--- To do ---
Write the material out again in full, exactly.

--- Stored rows ---
* * * * * * * * *
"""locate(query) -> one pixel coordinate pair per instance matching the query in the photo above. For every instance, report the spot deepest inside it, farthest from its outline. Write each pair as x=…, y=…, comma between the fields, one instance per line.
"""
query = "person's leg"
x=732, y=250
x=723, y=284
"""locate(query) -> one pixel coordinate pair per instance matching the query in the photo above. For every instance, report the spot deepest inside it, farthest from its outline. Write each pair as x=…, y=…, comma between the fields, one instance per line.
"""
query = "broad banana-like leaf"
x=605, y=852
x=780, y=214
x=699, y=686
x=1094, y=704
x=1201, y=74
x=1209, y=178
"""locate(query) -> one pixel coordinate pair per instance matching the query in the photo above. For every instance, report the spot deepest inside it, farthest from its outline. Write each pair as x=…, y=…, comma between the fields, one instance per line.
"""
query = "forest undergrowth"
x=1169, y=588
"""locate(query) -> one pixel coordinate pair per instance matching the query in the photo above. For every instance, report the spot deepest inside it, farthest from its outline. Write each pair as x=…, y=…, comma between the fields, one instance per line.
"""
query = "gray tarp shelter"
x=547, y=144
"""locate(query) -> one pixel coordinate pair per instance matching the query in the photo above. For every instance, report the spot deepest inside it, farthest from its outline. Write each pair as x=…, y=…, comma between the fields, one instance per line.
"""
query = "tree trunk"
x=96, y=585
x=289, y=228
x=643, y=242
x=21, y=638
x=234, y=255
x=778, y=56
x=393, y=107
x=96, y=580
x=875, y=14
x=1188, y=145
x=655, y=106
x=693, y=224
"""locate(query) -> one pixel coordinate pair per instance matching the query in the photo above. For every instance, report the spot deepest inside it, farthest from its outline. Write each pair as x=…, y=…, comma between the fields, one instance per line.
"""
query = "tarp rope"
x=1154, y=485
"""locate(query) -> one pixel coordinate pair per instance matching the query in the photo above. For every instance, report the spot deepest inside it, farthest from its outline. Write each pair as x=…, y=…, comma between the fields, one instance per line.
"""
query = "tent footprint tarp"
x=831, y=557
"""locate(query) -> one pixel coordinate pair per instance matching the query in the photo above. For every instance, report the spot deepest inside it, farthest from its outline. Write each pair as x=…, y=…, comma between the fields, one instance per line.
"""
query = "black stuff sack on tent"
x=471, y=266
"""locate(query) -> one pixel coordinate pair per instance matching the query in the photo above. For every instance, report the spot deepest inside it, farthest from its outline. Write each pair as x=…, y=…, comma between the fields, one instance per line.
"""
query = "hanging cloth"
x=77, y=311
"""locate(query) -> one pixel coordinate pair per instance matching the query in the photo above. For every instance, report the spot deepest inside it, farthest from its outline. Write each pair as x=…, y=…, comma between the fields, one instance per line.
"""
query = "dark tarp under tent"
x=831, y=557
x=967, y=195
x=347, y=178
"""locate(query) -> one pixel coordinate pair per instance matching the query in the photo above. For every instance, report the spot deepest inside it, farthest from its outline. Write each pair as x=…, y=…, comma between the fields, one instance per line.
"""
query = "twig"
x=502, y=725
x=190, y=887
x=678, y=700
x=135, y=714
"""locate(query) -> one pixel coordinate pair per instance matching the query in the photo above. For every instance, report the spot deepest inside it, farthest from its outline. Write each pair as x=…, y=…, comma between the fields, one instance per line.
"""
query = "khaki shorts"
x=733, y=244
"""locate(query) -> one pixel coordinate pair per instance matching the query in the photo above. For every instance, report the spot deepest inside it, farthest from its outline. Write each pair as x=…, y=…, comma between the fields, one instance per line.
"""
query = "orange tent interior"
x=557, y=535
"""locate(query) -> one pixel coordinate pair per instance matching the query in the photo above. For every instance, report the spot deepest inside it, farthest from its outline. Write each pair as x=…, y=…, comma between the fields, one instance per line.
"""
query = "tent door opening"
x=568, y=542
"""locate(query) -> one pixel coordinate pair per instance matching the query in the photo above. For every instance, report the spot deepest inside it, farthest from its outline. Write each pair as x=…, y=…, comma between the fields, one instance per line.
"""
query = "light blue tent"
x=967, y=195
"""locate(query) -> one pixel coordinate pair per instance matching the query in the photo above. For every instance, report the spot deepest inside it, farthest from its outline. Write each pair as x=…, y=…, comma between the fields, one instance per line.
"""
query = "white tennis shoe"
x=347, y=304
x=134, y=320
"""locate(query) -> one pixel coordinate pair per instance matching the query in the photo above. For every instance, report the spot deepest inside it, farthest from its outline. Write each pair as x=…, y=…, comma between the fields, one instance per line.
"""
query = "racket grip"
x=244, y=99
* * * * * * * * *
--- Exercise answer ---
"""locate(query) -> one pixel coordinate pair per instance matching the query in the photo above. For every instance, report the spot deepest inside it, farthest from its outline. Write each pair as x=…, y=…, comma between the fields, one instance per line.
"""
query = "person's leg"
x=732, y=250
x=723, y=284
"""locate(query) -> one pixel coordinate pair per instance matching the query in the photo above. For every instance, report the spot deepest inside it, farthest from its outline. Write each pair as x=…, y=…, comma between the fields, one instance per line.
"""
query = "broad banana-like leaf"
x=605, y=852
x=780, y=214
x=699, y=686
x=1094, y=704
x=1201, y=74
x=1209, y=178
"""locate(query) -> one pixel coordinate pair per instance matching the query in the photo above. For every instance, report the spot deepest inside it, farthest from its outline. Write each pair as x=…, y=…, comma between the fields, one instance per line.
"""
query = "forest undergrowth"
x=1169, y=588
"""locate(query) -> one pixel coordinate pair per instance matching the query in the photo above. For every instance, report the spot deepest inside it, farthest from its outline. Write each pair as x=…, y=…, comma between the fields, one instance per line.
"""
query = "gray tarp shelter"
x=547, y=144
"""locate(query) -> one pixel coordinate pair per instance matching the query in the photo above. For every instance, report the spot deepest inside it, farthest from its outline. Write each pair as x=…, y=…, comma between the fields, one instance per line.
"""
query = "tree trunk"
x=96, y=585
x=289, y=228
x=643, y=242
x=21, y=638
x=234, y=255
x=778, y=56
x=393, y=107
x=96, y=580
x=875, y=14
x=1188, y=145
x=655, y=106
x=693, y=224
"""locate(query) -> one pixel coordinate pair per instance matching the query in the photo above. For every instance, report the spot deepest inside it, farthest from its outline. Write each pair as x=…, y=…, comma between the fields, one instance per line.
"""
query = "tarp rope"
x=1154, y=485
"""locate(query) -> one pixel coordinate pair per instance matching the query in the photo above. For every instance, report the spot deepest inside it, farthest from its outline. Write each pair as x=…, y=…, comma between the fields, one instance per line.
"""
query = "tent footprint tarp"
x=831, y=557
"""locate(query) -> one pixel coordinate pair per instance matching the query in the photo above. For every instance, report the spot deepest inside it, farthest from its outline. Write each pair as x=…, y=…, comma between the fields, one instance per line.
"""
query = "black stuff sack on tent"
x=471, y=266
"""locate(query) -> one pixel coordinate pair per instance matching the query in the photo above. For every instance, report the spot deepest inside it, farthest from its outline. Write each pair as x=…, y=…, comma between the fields, one instance per line.
"""
query = "hanging cloth"
x=77, y=311
"""locate(query) -> one pixel coordinate pair per instance matching the query in the photo above. For every instance, report the spot deepest inside it, farthest from its outline. Write each pair as x=…, y=…, comma between the fields, one instance per line.
"""
query = "dark tarp under tent"
x=831, y=557
x=967, y=195
x=347, y=178
"""locate(query) -> one pixel coordinate pair per instance matching the query in the photo above. For every instance, report the spot deepest inside it, farthest from its outline. Write each pair as x=…, y=…, comma between the fields, one instance per line.
"""
query = "twig"
x=502, y=725
x=190, y=887
x=678, y=700
x=135, y=714
"""locate(query) -> one pixel coordinate pair per instance matching the query in the photo above. For every instance, report the spot deepest inside it, farthest from its outline. Write each pair as x=…, y=…, comma between the fields, one instance per line.
"""
query = "khaki shorts"
x=733, y=244
"""locate(query) -> one pixel coordinate pair per instance matching the query in the photo above. For every instance, report the spot deepest inside it, farthest from its outline. Write each pair as x=…, y=…, comma between the fields, one instance per line.
"""
query = "orange tent interior"
x=557, y=535
"""locate(query) -> one pixel coordinate pair per instance matching the query in the photo above. For every instance, report the spot deepest inside it, farthest from its outline. Write each pair as x=…, y=…, comma between the fields, one instance per line.
"""
query = "tent door opening"
x=568, y=542
"""locate(query) -> one pixel coordinate pair per instance matching the query in the photo above. For every instance, report the spot deepest inside it, farthest from its outline. Write each pair as x=…, y=…, comma between the fields, one instance per line.
"""
query = "light blue tent"
x=967, y=195
"""locate(query) -> one pixel coordinate pair per instance matching the query in the photo above. For every instance, report the spot deepest inside it, farthest from its outline. Write each pair as x=…, y=…, comma between the fields, one instance per line.
"""
query = "white tennis shoe"
x=347, y=304
x=134, y=320
"""locate(query) -> one pixel coordinate pair per instance matching the query in the photo above. For every instance, report the spot deepest inside it, farthest from its outline. Write each pair as x=…, y=…, comma between the fields, one instance per line.
"""
query = "racket grip"
x=244, y=99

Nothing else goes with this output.